(Region pointing data)
%%

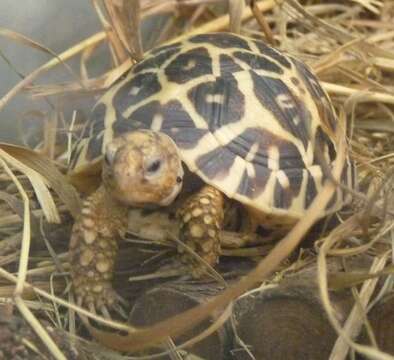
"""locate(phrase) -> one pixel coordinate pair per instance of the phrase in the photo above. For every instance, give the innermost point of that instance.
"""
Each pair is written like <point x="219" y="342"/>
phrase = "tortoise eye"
<point x="109" y="157"/>
<point x="153" y="166"/>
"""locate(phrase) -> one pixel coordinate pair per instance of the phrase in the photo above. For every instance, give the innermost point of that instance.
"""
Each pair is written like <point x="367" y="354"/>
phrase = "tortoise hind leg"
<point x="201" y="221"/>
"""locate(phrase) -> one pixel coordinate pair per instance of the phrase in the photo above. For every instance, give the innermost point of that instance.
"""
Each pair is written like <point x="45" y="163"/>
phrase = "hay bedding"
<point x="350" y="46"/>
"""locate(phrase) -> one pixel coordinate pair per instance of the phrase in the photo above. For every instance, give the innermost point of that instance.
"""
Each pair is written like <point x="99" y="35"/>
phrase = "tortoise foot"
<point x="201" y="221"/>
<point x="92" y="253"/>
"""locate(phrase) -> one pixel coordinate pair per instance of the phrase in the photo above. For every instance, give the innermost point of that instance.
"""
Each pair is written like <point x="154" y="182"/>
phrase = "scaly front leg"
<point x="94" y="247"/>
<point x="201" y="221"/>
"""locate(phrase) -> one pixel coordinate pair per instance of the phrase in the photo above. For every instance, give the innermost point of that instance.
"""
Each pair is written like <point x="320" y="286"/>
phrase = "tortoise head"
<point x="143" y="168"/>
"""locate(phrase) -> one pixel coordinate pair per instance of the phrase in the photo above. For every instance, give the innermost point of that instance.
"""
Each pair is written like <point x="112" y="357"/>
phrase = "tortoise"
<point x="250" y="121"/>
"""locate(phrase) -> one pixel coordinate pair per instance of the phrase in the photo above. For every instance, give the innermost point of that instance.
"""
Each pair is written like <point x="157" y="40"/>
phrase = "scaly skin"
<point x="94" y="247"/>
<point x="201" y="221"/>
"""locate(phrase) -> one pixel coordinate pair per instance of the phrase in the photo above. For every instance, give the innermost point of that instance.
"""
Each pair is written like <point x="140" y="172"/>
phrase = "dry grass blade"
<point x="236" y="9"/>
<point x="372" y="5"/>
<point x="50" y="64"/>
<point x="35" y="45"/>
<point x="39" y="184"/>
<point x="42" y="172"/>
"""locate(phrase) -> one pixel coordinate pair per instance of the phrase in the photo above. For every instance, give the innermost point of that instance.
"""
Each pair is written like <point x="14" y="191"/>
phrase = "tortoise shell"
<point x="247" y="119"/>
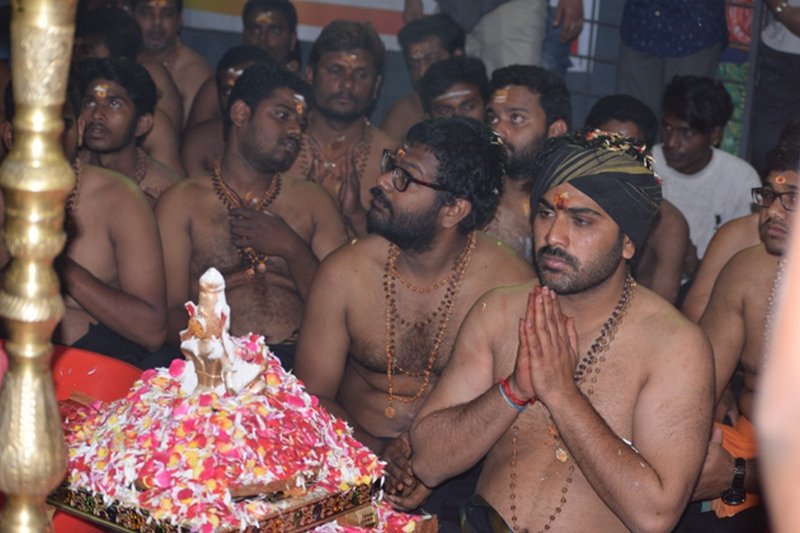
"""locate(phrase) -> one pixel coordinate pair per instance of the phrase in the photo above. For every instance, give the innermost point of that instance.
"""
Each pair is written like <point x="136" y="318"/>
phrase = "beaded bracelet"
<point x="512" y="399"/>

%%

◆ TASK OBJECTIVE
Count the lines above that contain the word "written", and give only that number.

◆ EXERCISE RESULT
11